── GIVEN TEXT
# Why have I been awarded a "1st post" trophy.



## User16625 (25 Aug 2012)

In my alerts its got 3 awards and one of them is for 1st post. Ive been here ages. Whats up? The other 2 are "trophy of trophies" and "a week in" what ever they are.


----------



## black'n'yellow (25 Aug 2012)

http://www.cyclechat.net/threads/trophy-trouble.109394/


----------



## boybiker (25 Aug 2012)

I'm guessing they are new awards but if you have already achieved them then you automatically get them when they are created. I had the same thing happen to me.


----------



## WhiteWolf (25 Aug 2012)

I think the system hiccuped in the middle of the night a couple of days ago. There is a thread about it somewhere on here.

Edited to point up to the link


----------



## Shaun (25 Aug 2012)

I re-did all the trophies and re-awarded them to everyone but thought I'd turned off the alerts for the re-run - it seems a couple slipped through.

It's something I've had on my to-do list for months and months and have only just got around to. The good news is the to-do list is down from 180 jobs to just 18 now. 

Cheers,
Shaun


----------



## Theseus (26 Aug 2012)

Shaun said:


> The good news is the to-do list is down from 180 jobs to just 18 now.


 
We had better get busy thinking up more things we want changed then. Can't have you slacking off.


----------
────
── DATA SHOWN
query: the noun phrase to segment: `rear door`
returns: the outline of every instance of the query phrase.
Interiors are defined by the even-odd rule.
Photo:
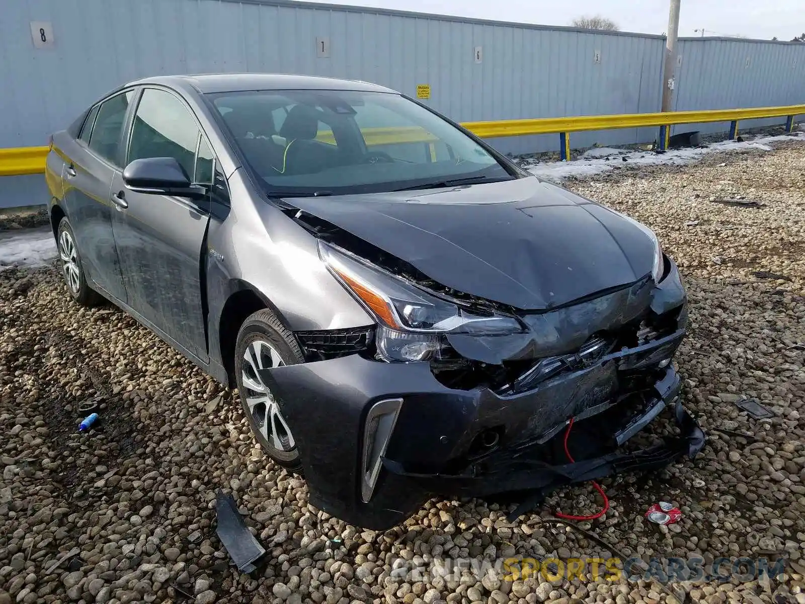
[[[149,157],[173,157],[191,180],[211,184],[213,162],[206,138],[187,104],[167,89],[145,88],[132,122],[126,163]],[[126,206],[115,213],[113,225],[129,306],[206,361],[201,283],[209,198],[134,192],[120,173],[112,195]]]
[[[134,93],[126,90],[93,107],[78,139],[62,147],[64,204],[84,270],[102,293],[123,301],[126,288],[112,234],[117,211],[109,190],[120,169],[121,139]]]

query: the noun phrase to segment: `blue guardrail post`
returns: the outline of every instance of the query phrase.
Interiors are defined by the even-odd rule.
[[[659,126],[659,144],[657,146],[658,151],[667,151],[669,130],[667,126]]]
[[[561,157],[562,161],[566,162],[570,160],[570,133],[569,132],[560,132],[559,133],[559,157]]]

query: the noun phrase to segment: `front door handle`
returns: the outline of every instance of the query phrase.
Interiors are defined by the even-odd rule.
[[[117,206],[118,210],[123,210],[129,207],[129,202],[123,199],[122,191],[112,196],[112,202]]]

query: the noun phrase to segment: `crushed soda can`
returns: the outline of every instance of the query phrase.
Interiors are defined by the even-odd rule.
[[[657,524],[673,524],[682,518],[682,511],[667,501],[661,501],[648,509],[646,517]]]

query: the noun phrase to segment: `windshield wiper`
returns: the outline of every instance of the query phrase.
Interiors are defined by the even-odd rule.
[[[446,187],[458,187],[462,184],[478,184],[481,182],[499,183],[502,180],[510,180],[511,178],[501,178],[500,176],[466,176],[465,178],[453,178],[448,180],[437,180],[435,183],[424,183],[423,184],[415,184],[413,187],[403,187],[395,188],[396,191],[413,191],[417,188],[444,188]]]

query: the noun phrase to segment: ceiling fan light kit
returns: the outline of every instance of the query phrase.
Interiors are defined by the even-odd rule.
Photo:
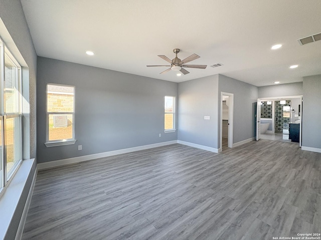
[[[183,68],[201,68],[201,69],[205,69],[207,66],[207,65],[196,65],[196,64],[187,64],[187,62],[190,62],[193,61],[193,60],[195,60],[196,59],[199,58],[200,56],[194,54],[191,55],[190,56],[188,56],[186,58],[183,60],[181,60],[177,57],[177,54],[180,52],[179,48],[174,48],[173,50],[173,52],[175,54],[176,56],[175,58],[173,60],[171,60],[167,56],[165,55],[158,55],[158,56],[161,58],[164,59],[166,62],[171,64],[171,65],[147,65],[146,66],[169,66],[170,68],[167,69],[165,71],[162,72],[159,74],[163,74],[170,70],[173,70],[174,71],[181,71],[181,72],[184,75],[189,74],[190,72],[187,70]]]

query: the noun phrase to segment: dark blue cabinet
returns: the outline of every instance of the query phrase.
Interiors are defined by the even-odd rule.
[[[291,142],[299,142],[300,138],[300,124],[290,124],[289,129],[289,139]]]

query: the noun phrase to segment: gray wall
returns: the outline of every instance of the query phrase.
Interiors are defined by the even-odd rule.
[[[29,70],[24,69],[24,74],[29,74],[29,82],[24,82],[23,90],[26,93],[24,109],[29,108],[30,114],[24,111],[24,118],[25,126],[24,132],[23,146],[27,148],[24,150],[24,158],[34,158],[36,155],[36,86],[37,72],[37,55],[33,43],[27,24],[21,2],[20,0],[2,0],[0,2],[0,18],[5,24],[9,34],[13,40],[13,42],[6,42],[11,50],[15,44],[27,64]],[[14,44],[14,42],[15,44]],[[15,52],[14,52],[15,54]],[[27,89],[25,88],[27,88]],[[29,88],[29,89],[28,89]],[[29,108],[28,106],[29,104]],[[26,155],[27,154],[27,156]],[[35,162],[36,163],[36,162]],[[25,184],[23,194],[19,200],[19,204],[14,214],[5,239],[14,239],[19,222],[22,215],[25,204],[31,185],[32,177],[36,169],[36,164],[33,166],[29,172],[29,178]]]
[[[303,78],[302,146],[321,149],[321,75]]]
────
> **JOBS**
a. In the forum thread, how many jobs does Shaun say are now left on his to-do list?
b. Please locate every line in the rows that contains the string "segment", and copy each one out. Case counts.

> **TASK-BY-TASK SOLUTIONS**
a. 18 jobs, down from 180.

b.
query: the noun phrase to segment: `rear door`
query: the noun phrase to segment: `blue guardrail post`
query: the noun phrase to segment: `front door handle`
query: the noun phrase to segment: `crushed soda can`
query: the noun phrase to segment: `windshield wiper`
query: the noun phrase to segment: ceiling fan light kit
query: the noun phrase to segment: dark blue cabinet
query: the noun phrase to segment: gray wall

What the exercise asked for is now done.